● Things to do
[A] According to the Abyssals passage, which three ways of playing does the game offer?
[B] From the Abyssals passage, extract the exact text that starts with "- Storyteller: A" and continues through "gigantic and powerful!".

● Provided passage
- - - -

There can be thousands of players and spiders in the world, but SpatialOS sends each client updates only for the entities that the player can see, and only the components relevant to the visualisation. For example, the client gets the position and rotation of the spiders, but not their AI state, since that is used by the AI code that runs in a logic worker in the simulation layer.
All of this happens behind the scenes. There is no networking code in Abyssals; it was essentially coded as a single player game on my own machine, and then deployed to the cloud, making it instantly playable for anyone on the Internet.
Once the game is running in the cloud, you can use the SpatialOS web interface to look after it. You have logs, monitoring dashboards and alerts to make sure it is healthy. You can use the world viewer to inspect the internal state of the game world:
I wanted to see how many players I could connect at the same time. I created a bot client, which connects to the game just like the Unity clients do.
I started a thousand of them:
A thousand simultaneous players
This worked just fine, and it required no optimization work on my part. These aren’t bots running on the simulation, but actual clients that connect and use a simple AI to generate player inputs, instead of reading them from a real mouse and keyboard.
One world, three ways to play
A thousand players running around killing giant spiders is fun, but I wanted to add more ways to interact with the world of Abyssals:
- Adventurer: Most players are adventurers. They explore the world and try to survive.
- Dev: The dev is able to monitor the state of the world, and fix problems as they occur without interrupting the game.
- Storyteller: A small number of trusted players are storytellers. A storyteller is able to build and shape the world around the adventurers. They are similar to the storyteller in a tabletop RPG.
Each of these is just a different view into the game world, with different visualisation and controls.
Adding a spectator player would be as simple as cloning the Unity scene, changing the camera controls, and having the client visualiser spawn a non-physical prefab in the world. This game client could run on PC, mobile, console, or even use a VR headset.
The dev is another game client type, that only very trusted people are given access to. In the dev view, the player can change the attributes of game entities in real time. For example, they can make a single spider gigantic and powerful!
That’s one big spider!
The dev can also see all the currently logged-in players including adventurers, storytellers, and other devs. The dev is all-powerful.

- - - -

● Data section

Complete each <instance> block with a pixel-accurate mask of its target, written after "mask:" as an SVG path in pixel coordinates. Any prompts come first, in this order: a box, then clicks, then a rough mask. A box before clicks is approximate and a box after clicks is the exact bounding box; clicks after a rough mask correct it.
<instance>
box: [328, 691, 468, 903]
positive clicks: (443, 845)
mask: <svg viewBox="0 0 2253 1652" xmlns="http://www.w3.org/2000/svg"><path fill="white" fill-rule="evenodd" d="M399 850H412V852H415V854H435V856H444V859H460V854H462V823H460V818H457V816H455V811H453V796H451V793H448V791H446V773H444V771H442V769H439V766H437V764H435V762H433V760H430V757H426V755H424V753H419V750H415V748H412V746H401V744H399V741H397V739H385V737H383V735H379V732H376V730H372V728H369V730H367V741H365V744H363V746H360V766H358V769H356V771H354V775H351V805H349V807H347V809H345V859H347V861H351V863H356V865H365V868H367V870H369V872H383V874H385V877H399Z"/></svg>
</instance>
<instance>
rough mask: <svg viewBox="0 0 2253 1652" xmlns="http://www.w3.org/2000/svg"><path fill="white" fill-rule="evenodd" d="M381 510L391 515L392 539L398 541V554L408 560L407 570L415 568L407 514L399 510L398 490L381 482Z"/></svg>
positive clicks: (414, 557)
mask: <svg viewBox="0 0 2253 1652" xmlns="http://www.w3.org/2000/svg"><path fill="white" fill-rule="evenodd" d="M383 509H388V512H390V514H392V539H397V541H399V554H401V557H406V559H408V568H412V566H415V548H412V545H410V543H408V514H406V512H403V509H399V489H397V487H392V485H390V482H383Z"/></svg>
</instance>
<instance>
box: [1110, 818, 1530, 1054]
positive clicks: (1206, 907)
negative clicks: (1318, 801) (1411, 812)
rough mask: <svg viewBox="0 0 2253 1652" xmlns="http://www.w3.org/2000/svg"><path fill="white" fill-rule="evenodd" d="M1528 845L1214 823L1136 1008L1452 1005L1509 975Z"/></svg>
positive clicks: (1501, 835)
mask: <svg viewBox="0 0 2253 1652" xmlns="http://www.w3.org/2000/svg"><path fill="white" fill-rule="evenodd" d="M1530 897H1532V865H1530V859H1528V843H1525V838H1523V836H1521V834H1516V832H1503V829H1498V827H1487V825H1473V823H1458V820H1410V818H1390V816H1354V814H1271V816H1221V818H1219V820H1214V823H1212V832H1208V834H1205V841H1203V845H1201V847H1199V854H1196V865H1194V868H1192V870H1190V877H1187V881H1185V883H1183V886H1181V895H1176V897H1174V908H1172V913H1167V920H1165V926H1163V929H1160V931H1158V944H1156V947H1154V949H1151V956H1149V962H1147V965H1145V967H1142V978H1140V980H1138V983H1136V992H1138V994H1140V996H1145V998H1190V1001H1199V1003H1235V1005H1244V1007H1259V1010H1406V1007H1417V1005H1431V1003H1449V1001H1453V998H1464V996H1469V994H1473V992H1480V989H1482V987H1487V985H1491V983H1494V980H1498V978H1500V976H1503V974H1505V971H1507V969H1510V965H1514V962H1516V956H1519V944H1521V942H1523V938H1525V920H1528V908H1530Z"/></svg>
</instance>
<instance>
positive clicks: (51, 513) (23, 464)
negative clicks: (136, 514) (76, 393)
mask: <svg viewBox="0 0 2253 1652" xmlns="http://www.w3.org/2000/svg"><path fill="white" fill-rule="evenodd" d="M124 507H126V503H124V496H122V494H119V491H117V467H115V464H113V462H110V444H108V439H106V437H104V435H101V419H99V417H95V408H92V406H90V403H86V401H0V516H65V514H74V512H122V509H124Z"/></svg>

- - - -

● Answers below
[A] Adventurer, dev, and storyteller.

[B]
- Storyteller: A small number of trusted players are storytellers. A storyteller is able to build and shape the world around the adventurers. They are similar to the storyteller in a tabletop RPG.
Each of these is just a different view into the game world, with different visualisation and controls.
Adding a spectator player would be as simple as cloning the Unity scene, changing the camera controls, and having the client visualiser spawn a non-physical prefab in the world. This game client could run on PC, mobile, console, or even use a VR headset.
The dev is another game client type, that only very trusted people are given access to. In the dev view, the player can change the attributes of game entities in real time. For example, they can make a single spider gigantic and powerful!